---- DATA RECORDS

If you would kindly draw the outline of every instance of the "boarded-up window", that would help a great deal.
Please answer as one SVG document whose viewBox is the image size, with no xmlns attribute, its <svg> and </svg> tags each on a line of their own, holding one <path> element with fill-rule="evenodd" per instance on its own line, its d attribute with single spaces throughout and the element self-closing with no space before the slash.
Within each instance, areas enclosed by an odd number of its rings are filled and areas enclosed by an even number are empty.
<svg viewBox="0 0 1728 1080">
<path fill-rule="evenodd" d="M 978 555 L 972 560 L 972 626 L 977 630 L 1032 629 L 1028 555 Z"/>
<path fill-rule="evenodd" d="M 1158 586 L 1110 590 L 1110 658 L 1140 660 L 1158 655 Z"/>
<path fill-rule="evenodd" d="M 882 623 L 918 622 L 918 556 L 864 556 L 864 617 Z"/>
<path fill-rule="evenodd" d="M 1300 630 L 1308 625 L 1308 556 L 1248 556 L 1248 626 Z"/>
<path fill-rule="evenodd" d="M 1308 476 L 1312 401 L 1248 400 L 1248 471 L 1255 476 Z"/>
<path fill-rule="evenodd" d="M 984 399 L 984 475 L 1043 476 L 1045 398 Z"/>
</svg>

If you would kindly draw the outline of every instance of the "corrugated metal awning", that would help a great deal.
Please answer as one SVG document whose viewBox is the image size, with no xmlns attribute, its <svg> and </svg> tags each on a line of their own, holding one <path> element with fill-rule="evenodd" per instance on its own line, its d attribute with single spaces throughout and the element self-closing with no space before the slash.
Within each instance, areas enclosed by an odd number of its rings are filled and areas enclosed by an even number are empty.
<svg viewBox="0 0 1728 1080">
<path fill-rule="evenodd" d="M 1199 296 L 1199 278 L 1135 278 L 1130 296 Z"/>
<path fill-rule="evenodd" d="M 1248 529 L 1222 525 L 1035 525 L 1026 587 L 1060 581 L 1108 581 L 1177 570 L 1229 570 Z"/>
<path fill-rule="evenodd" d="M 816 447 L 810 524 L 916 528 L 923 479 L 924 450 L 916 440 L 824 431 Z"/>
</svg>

--------

▸ REQUIRED WORK:
Determine how many lines in the records above hold the word "great", and answer with that number only.

▸ RESPONSE TO THE TASK:
2